>> START Source passage

Tuesday, May 7, 2013

Passing multidimensional numpy arrays to C with cffi

I've been playing with using numpy with the cffi library to allow c functions to manipulate numpy arrays directly. Doing this for one dimensional arrays is fairly straightforward, but dealing with multidimensional arrays is a bit trickier. I created a simple C file with various calling options. Given a numpy array x, the x.ctypes.data attribute gives us a pointer to the memory buffer for x. We can cast it to the appropriate type using cffi and pass it directly to the single_test function and manipulate it directly there.
def single_test(x):
    C.single_test(ffi.cast("double *", x.ctypes.data), len(x))

>> END Source passage
>> START Task input

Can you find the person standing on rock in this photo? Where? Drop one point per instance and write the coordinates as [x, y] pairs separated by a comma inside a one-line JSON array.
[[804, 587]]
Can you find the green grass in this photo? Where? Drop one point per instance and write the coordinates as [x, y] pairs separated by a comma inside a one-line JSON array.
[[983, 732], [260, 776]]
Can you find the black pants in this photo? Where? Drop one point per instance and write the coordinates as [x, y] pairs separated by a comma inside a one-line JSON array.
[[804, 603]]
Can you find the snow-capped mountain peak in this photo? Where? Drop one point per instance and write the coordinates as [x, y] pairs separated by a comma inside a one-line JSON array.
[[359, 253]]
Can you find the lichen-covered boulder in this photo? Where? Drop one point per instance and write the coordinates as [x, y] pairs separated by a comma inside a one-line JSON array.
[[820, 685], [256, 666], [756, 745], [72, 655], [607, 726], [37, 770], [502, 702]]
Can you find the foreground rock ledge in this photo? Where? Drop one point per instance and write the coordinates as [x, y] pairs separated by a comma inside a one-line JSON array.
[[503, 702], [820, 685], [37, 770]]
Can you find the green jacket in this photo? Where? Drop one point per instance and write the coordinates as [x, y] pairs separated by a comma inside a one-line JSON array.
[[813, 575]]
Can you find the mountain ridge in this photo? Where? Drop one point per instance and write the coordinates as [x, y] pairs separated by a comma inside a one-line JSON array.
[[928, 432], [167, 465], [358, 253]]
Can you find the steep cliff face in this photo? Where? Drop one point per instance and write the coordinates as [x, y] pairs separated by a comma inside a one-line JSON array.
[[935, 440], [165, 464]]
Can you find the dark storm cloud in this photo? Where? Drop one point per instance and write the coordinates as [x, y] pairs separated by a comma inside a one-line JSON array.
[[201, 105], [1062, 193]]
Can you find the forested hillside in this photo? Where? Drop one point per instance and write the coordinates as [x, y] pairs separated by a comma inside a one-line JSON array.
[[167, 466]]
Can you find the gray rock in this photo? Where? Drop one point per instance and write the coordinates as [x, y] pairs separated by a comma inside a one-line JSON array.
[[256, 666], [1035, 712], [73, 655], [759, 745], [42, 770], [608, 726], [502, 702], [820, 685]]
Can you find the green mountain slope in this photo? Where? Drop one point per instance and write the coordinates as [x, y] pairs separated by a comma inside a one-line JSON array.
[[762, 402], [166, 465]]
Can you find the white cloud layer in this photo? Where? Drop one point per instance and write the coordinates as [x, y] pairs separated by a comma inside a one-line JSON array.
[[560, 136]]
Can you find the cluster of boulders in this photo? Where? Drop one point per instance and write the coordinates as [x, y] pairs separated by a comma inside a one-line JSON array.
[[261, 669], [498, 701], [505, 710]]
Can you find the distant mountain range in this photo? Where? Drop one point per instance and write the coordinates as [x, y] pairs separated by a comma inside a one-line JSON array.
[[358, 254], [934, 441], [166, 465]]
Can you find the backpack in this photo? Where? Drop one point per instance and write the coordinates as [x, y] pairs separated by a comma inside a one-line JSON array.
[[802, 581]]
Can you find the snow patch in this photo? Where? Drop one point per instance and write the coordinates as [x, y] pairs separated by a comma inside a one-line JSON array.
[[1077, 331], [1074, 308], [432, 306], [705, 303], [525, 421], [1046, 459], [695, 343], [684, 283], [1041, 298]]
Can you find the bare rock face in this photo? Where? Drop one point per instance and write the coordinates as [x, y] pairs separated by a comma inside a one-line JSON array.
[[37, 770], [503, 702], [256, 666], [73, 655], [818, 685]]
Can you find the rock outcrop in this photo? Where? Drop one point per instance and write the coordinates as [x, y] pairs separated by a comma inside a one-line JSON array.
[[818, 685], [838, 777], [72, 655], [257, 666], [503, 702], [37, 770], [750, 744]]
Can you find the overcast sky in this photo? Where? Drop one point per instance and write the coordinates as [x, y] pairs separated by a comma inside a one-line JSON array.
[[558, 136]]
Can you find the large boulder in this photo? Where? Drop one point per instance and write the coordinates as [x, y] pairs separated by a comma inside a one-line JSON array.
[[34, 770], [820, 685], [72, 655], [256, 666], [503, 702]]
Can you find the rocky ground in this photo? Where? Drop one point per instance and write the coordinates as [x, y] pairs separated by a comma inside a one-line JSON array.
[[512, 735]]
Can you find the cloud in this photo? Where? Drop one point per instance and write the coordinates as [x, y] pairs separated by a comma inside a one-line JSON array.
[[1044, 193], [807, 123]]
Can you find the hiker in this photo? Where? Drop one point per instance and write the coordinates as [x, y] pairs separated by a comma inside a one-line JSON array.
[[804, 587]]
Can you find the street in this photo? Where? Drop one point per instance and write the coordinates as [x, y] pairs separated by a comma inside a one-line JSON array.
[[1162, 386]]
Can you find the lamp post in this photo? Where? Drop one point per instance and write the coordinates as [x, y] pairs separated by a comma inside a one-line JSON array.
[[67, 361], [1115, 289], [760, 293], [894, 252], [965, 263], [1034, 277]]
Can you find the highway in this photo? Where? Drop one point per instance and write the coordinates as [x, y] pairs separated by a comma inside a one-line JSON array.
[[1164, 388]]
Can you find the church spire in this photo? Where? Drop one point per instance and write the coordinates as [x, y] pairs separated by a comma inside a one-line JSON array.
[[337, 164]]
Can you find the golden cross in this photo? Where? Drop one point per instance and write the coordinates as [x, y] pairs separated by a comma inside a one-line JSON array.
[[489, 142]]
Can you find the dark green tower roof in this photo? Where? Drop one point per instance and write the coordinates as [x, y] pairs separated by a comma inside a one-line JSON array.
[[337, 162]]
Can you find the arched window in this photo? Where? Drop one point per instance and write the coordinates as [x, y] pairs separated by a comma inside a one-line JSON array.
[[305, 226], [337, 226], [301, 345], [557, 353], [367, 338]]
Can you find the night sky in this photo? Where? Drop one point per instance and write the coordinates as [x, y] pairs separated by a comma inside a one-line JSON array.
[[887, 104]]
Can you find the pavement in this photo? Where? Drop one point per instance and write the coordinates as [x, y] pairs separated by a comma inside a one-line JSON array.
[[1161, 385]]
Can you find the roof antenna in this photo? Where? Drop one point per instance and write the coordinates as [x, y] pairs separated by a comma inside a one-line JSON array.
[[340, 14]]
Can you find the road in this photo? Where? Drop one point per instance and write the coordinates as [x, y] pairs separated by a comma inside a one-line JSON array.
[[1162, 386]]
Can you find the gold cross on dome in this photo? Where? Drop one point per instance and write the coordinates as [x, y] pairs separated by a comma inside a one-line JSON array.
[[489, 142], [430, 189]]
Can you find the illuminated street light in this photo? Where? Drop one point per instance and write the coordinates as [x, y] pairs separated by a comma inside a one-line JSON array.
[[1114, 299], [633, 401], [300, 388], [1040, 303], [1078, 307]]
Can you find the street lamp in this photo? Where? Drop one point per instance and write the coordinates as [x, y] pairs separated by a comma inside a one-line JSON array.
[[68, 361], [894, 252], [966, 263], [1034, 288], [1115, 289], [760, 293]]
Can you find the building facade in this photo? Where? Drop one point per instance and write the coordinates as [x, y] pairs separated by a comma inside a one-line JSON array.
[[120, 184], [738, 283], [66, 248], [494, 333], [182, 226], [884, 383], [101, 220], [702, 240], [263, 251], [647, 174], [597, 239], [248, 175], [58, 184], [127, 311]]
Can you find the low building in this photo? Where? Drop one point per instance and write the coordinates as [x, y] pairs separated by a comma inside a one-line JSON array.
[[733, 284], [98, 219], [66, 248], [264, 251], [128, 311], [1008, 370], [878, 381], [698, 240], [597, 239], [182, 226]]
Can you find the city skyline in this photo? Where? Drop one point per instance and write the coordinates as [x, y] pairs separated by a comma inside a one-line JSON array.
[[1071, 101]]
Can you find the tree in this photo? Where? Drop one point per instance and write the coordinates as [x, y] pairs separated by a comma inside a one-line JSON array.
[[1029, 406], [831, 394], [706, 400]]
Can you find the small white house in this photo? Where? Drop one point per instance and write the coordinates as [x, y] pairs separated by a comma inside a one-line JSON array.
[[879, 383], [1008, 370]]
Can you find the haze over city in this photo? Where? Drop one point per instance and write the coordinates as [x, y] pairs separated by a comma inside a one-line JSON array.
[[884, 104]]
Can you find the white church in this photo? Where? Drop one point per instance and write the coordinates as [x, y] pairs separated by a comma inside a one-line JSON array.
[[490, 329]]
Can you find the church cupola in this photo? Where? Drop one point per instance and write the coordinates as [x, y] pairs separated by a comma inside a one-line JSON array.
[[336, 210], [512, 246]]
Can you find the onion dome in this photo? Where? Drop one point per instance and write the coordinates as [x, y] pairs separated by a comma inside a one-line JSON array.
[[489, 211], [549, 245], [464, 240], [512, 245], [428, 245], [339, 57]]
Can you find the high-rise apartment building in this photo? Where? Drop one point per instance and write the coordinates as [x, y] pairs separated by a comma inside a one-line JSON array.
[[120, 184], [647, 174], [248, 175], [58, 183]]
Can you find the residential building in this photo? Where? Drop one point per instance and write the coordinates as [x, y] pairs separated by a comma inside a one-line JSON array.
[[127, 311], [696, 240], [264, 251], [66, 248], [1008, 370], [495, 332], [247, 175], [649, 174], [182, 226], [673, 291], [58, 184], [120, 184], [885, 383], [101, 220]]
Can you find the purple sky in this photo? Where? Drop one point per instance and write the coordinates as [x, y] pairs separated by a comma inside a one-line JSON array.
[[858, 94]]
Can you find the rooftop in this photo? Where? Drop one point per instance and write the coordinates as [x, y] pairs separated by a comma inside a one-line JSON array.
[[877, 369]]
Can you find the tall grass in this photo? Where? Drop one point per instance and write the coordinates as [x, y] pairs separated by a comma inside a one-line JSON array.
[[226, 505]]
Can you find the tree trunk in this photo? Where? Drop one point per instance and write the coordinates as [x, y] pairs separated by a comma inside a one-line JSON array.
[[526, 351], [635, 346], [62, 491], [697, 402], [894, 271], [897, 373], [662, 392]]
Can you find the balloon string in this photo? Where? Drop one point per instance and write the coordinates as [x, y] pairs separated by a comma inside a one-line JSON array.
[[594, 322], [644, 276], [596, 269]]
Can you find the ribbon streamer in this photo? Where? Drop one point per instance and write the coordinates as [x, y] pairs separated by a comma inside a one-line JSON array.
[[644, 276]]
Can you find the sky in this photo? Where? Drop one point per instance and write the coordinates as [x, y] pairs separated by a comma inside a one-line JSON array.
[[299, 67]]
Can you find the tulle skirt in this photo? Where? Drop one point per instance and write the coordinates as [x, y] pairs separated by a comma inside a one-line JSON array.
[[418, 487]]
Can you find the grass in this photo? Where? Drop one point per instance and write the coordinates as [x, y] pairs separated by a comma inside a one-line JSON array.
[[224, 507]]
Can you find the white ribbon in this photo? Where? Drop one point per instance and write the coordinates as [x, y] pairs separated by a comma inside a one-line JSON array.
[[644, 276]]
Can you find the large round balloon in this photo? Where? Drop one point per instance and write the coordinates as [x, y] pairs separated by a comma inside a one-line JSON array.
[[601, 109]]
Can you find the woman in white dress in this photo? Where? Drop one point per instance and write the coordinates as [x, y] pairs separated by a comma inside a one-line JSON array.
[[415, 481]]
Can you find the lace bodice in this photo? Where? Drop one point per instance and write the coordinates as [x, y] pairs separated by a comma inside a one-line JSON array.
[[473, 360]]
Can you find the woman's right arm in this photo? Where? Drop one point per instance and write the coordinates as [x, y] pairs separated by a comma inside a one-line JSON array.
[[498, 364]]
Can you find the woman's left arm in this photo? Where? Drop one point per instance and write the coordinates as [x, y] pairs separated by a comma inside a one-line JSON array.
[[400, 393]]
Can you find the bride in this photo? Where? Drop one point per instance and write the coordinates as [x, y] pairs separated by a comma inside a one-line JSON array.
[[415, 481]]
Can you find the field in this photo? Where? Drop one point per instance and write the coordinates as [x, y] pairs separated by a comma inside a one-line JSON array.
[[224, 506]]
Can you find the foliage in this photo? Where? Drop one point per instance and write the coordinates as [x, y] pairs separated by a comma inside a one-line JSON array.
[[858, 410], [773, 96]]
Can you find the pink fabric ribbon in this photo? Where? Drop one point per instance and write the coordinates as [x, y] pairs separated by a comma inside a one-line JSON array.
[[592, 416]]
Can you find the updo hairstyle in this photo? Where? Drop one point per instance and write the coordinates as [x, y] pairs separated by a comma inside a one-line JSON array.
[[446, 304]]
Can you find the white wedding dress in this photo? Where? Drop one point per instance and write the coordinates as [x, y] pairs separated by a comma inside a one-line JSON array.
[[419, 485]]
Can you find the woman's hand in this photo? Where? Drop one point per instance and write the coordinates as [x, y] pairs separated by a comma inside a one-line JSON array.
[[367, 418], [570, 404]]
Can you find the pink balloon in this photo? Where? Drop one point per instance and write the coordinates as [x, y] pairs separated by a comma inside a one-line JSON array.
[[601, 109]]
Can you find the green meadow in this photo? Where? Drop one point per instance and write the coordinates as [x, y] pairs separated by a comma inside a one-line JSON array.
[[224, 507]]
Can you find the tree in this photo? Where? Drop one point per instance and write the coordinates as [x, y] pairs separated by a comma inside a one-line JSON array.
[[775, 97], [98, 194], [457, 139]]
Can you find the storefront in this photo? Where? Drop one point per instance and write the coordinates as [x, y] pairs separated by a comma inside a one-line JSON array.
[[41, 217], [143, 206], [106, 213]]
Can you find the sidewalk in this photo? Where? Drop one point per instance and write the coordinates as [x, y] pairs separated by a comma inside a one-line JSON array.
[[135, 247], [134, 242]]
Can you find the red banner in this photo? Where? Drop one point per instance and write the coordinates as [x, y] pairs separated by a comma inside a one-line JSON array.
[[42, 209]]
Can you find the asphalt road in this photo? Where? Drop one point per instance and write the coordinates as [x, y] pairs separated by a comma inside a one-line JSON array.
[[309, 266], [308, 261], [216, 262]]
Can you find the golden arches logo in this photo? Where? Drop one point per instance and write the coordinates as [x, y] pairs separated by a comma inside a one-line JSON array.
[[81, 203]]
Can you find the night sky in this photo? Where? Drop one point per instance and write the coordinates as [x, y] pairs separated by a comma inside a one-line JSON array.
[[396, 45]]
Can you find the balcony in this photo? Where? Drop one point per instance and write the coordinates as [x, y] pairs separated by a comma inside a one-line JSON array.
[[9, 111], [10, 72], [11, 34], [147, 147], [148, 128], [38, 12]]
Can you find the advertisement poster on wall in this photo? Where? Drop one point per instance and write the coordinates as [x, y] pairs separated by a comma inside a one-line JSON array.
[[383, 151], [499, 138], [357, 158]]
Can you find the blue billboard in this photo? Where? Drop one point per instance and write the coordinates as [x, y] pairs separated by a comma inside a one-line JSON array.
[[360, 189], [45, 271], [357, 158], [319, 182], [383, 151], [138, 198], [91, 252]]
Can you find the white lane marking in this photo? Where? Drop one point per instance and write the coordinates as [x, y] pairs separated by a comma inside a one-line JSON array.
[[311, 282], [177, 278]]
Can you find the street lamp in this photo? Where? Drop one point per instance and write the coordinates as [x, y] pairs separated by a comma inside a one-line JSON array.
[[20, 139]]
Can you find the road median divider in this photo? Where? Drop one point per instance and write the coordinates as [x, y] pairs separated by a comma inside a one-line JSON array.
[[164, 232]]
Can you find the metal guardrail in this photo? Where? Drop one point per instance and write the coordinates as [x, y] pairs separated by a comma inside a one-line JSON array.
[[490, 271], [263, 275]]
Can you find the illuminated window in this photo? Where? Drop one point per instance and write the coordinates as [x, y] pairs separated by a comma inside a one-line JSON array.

>> END Task input

**Written tasks:**
- A) In the code at the end of the cffi post, which functions are called inside the body of the function defined there?
- B) In the entries, rewrite the lines from the one containing "Can you find the dark green" up to and including the one containing "[[337, 162]]", swapping "dark green" for "bright green" and leaving everything else as it is. Return only those lines.
The entries have no connection to the cffi post.

**Exercise responses:**
- A) C.single_test, ffi.cast, len

- B)
Can you find the bright green tower roof in this photo? Where? Drop one point per instance and write the coordinates as [x, y] pairs separated by a comma inside a one-line JSON array.
[[337, 162]]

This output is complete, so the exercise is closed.